WORK TO COMPLETE:
1 – According to the market recap, how much did Rite Aid's shares rise in 2013?
2 – List every U.S. region where the market recap says Marathon Oil is concentrating its portfolio.

------ DOCUMENT EXTRACT

As for what's hot this holiday season, Blake said Christmas trees and decorations are always big sellers, as are gifts such as power tool combos plus winter necessities including shovels, ice melt and snowblowers.
More With Frank Blake
Continuing his interview with Frank Blake, CEO of Home Depot, Cramer asked about the overall state of housing in our country. Blake said that with home prices rising, people are once again investing in their homes. He explained that according to his company's research, people with positive equity in their homes are twice as likely to spend than those underwater on their mortgages.
So where are we in the cycle? Blake said multi-generation households are currently at an all-time high, which means there is huge pent-up demand from people who want to move to their own homes. He thinks demand will be unleashed now that the economy is thawing out.
Turning back to the business of Home Depot, Blake said he spends most of his time traveling and visiting as many of Home Depot's stores as he can. Unlike years past, Home Depot is not focused on opening stores but increasing the productivity and efficiency of the thousands of locations already open. Home Depot has lots of competitors in every category, from lumber to flooring to paint, so it can't afford not to continually innovate, he said.
Cramer said he remains a fan of Home Depot.
In the Lightning Round, Cramer was bullish on Avery Dennison (AVY), Hertz Global Holdings (HTZ), Geron (GERN), Melco PBL Entertainment (MPEL), Las Vegas Sands (LVS), Alexion Pharmaceuticals (ALXN), NPS Pharmaceuticals (NPSP) and Advanced Micro Devices (AMD).
Executive Decision: Lee Tillman
For his second "Executive Decision" segment, Cramer sat down with Lee Tillman, president and CEO of Marathon Oil (MRO), which held an analyst meeting today. Shares of Marathon are up 16% so far in 2013 and sport a 2% yield. They trade at 11.8 times earnings with a 10% growth rate.
Tillman said Marathon is focusing on its top and bottom lines, increasing production growth but also managing its existing wells more efficiently. He said his company is selling off some high-quality assets to concentrate the portfolio on the Eagle Ford, Bakken and Woodford regions of the U.S., a move which will reset the company's growth rate to the upside.
When asked about how much oil and gas America could produce, Tillman explained that since 2011 Marathon has doubled its proven reserves to 2.4 billion barrels in just the three areas it's now focused on. He said there's lots of growth still ahead and energy will be a driving force in the U.S. economy for a long time to come.
Turning to the topic of energy independence, Tillman took a slightly different stance, saying he's not a fan of continental independence because prices will always be lowest trading on the global marketplace. However, he is a big supporter of what he called "energy security," where all of America's energy comes from friendly nations. That scenario is possible, he said, and will fundamentally change geopolitics around the globe.
Cramer said he recommends Marathon because it is inexpensive when compared to its peers.
No Huddle Offense
In his "No Huddle Offense" segment, Cramer opined on the return of the "single-digit midgets," stocks such as Rite Aid (RAD), Alcatel Lucent (ALU) and Nokia (NOK), all of which were left for dead but came roaring back in 2013.
Cramer reminded viewers that stocks don't fall into the single digits because things are going well, and most never recover. But in the case of Rite Aid the company transformed into a real competitor and deserves its 308% rise in 2013. Meanwhile, Alcatel fixed its balance sheet and its shares jumped by 227%. Then there's Nokia, which sold its handset business so it could focus on infrastructure, sending its shares up 96% for the year.
Cramer said investors should put no more than 20% of their discretionary portfolios in speculative stocks like these -- but when you get one right, it can make your whole year.

------------
------ EXERCISE DATA

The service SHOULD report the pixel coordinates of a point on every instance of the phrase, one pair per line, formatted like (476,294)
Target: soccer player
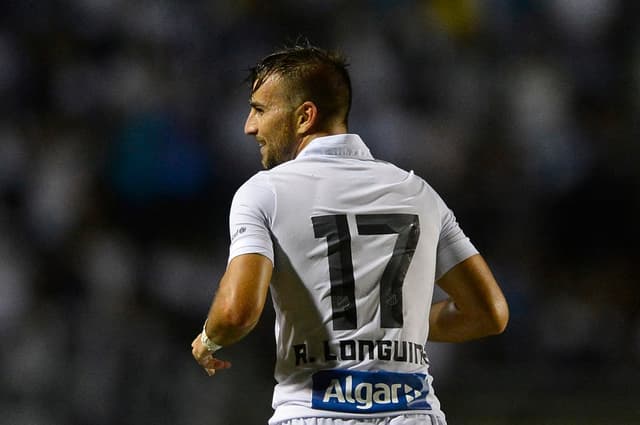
(350,248)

------------

RESULTS OF THE EXERCISE:
1 – 308%

2 – Eagle Ford, Bakken, Woodford